DATASET EXCERPTS –
Begin
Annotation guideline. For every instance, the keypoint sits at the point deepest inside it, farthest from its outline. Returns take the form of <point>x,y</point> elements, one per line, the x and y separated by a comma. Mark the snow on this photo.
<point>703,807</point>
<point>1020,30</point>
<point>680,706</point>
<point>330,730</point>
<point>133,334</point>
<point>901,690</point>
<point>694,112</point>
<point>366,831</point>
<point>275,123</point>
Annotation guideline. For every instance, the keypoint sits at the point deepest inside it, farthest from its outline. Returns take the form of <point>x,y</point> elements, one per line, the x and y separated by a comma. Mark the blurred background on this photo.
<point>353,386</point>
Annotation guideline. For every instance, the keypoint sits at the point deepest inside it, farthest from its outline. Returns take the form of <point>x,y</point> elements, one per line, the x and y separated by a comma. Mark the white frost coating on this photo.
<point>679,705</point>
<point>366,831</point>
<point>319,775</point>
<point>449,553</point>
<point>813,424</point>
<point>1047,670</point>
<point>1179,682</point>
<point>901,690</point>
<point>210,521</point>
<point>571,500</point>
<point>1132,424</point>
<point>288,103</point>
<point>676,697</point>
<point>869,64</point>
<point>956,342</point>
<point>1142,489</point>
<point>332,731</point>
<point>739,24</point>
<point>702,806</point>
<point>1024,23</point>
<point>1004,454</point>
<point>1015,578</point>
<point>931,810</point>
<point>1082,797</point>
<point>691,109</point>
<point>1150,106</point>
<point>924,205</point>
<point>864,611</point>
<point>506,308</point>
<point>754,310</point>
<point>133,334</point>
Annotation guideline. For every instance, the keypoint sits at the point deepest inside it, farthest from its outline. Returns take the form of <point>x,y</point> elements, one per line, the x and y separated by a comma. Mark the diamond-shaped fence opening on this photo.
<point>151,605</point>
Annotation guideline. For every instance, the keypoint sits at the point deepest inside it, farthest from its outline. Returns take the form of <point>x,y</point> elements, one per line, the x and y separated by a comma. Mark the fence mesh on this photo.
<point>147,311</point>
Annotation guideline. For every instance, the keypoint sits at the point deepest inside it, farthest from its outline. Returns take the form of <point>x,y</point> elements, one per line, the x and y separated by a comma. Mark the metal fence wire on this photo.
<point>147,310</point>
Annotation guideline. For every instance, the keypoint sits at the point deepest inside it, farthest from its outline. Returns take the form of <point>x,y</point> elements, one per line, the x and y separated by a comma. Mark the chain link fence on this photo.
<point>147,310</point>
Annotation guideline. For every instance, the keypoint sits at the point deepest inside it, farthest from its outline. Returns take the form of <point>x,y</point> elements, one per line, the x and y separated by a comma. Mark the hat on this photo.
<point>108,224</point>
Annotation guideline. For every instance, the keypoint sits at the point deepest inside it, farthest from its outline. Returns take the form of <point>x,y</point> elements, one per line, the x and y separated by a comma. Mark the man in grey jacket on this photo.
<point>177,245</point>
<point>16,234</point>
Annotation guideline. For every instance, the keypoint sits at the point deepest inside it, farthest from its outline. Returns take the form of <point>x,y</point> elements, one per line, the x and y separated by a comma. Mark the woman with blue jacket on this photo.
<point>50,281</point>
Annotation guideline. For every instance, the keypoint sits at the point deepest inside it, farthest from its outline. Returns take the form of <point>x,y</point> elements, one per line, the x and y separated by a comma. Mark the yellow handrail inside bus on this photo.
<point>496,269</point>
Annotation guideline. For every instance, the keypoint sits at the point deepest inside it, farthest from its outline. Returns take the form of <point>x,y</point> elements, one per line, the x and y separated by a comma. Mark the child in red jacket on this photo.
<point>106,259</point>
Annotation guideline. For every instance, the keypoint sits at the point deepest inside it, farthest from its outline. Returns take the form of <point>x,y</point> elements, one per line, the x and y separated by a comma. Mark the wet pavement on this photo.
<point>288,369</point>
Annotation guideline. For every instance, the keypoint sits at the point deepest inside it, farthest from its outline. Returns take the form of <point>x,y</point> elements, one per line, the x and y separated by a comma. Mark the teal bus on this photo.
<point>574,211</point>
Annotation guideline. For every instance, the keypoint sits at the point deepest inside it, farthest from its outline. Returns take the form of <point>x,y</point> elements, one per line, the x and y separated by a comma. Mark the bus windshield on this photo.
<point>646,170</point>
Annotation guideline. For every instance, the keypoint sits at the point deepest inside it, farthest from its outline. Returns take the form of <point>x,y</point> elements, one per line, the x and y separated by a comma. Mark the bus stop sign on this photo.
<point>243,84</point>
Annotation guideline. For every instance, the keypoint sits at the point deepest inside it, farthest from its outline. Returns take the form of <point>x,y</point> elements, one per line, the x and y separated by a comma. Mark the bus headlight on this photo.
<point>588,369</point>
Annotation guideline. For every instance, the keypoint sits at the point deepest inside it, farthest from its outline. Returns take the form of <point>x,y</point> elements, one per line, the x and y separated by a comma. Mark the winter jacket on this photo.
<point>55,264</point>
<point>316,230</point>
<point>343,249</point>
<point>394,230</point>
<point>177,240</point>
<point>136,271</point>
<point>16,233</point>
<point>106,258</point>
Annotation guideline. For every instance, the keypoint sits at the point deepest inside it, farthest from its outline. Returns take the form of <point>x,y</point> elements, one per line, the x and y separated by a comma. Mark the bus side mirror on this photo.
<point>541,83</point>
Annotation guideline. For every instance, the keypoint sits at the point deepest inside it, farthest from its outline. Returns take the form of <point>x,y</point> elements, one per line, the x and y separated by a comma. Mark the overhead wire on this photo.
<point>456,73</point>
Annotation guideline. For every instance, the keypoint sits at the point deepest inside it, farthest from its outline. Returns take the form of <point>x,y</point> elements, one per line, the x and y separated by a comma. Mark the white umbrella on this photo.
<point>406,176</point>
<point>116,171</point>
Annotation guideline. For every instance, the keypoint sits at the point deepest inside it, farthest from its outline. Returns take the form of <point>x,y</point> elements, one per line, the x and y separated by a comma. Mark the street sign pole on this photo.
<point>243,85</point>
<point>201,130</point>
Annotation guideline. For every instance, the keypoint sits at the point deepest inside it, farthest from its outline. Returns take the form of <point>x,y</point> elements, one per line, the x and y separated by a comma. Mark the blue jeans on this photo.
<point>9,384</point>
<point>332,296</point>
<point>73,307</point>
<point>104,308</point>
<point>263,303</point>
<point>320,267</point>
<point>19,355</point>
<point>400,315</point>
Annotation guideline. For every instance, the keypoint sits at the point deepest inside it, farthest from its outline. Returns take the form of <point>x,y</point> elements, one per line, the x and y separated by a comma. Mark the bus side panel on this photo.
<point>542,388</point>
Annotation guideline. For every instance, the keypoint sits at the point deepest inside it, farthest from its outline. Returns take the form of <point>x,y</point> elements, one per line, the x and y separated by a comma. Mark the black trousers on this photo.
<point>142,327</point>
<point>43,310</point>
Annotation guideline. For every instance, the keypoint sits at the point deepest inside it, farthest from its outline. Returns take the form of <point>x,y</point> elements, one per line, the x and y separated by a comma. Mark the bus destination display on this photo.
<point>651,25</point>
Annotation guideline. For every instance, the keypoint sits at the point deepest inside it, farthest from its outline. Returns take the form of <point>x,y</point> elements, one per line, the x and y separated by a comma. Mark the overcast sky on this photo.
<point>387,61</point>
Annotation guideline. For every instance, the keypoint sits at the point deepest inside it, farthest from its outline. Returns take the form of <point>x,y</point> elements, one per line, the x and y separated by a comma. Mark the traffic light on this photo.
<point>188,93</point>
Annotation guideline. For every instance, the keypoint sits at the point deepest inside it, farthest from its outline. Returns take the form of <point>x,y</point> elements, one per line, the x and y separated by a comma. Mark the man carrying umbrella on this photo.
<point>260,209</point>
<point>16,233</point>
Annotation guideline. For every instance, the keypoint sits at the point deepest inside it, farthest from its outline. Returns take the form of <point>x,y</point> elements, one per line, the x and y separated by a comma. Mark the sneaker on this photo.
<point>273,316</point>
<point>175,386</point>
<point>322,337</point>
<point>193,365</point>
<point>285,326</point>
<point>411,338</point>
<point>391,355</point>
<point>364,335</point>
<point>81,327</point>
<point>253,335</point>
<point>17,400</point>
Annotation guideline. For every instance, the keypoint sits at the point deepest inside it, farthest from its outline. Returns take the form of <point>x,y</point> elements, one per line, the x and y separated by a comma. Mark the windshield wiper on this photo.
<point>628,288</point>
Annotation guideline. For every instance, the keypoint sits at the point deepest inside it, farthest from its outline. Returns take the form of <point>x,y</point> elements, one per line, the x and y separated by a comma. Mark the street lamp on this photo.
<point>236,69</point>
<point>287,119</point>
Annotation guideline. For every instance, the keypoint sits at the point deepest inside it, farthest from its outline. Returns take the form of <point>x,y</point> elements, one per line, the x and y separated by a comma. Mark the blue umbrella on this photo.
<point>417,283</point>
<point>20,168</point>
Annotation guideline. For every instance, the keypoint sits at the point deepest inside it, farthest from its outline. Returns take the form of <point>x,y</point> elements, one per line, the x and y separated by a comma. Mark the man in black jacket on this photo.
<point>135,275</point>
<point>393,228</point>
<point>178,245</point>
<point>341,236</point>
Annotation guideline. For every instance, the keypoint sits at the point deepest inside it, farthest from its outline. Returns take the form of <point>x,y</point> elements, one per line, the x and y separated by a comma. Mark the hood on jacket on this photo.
End
Retype, without any change, the lines above from the one containing "fence on this photo." through the one containing "<point>496,269</point>", including both of those lines.

Annotation guideline. For every instance, the keypoint sits at the point deepest inside it, farthest from its outline. Returns take the form of <point>x,y</point> elements, one per line, the x and y separated by a comma. Mark the chain link fence on this photo.
<point>147,310</point>
Annotation guideline. For every instance, the keypoint sits at the point deepest inside it, farthest from its outline. Returns take the form of <point>x,y</point> elements, one per line, the x and y separated by a comma. Mark the hat on this photo.
<point>108,224</point>
Annotation guideline. For every instance, the keypoint sits at the point deepest inside it, farthest from its outline. Returns take the form of <point>x,y</point> elements, one per line, the x and y separated by a comma. Mark the man in grey jacket on this photo.
<point>177,245</point>
<point>16,234</point>
Annotation guideline. For every instance, the keypoint sits at the point deepest inside it, farthest from its outline. Returns take the form of <point>x,y</point> elements, one per line, the x and y separated by a comma. Mark the woman with blue jacket on this photo.
<point>50,281</point>
Annotation guideline. For every instance, the keypoint sits at the point deepest inside it, farthest from its outline. Returns take the form of <point>x,y</point> elements, one per line, the x and y separated by a comma. Mark the yellow handrail inside bus on this photo.
<point>496,269</point>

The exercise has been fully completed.